### Task directions
Go through the entries below and count the lines holding the word "keypoint". Reply with only the number, please.

[Material provided Boundary: Start]

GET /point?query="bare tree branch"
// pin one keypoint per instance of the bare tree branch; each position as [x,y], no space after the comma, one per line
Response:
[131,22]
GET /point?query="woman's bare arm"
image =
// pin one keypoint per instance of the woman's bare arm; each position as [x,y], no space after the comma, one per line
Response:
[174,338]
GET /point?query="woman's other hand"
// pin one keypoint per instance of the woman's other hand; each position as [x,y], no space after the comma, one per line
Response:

[Material provided Boundary: End]

### Solution to this task
3